## [YOUR OBJECTIVE]
State how many lines of the data below contain the word "statue", giving only the number. Case counts.

## [GIVEN DATA]
--------------------

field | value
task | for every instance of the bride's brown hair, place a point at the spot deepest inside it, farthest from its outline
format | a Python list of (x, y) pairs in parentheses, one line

--------------------

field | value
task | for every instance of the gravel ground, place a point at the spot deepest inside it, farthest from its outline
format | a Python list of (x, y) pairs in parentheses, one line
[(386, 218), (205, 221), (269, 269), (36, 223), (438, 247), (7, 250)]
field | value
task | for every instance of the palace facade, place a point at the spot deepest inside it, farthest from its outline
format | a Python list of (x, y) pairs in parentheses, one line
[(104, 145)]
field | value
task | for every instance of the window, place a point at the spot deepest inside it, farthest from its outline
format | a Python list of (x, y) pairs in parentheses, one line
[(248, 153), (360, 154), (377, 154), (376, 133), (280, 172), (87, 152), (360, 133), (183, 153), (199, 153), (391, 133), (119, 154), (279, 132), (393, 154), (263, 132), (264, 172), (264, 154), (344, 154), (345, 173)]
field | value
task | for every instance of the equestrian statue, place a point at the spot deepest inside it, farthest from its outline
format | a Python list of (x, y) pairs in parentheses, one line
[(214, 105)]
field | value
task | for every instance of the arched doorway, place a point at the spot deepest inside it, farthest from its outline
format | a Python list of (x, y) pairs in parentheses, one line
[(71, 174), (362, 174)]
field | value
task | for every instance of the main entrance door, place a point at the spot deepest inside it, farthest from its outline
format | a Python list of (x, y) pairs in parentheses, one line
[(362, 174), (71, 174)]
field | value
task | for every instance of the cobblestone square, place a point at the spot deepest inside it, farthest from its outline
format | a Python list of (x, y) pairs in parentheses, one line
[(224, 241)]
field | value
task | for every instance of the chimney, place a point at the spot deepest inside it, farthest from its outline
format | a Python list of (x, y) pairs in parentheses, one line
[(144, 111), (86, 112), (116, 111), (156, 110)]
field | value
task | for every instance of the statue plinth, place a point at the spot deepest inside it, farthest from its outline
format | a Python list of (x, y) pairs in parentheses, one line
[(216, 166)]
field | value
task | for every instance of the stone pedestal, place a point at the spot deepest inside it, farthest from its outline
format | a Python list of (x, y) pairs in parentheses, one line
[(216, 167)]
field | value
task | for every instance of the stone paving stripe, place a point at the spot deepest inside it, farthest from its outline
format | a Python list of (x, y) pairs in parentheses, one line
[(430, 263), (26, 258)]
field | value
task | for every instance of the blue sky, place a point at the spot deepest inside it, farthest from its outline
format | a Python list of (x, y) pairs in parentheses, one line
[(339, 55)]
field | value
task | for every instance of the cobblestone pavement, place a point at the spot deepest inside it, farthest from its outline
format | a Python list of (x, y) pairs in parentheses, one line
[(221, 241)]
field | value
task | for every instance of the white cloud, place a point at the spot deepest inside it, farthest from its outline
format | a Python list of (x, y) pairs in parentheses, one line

--------------------

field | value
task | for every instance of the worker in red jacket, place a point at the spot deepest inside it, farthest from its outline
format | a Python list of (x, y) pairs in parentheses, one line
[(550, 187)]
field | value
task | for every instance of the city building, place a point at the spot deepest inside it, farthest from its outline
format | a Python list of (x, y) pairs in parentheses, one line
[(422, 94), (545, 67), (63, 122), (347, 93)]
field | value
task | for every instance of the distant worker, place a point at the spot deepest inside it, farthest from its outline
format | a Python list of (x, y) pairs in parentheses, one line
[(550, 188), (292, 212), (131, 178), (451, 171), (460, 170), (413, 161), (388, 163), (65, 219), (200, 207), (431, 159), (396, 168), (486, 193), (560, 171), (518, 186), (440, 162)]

--------------------

## [ANSWER TO THIS EXERCISE]
2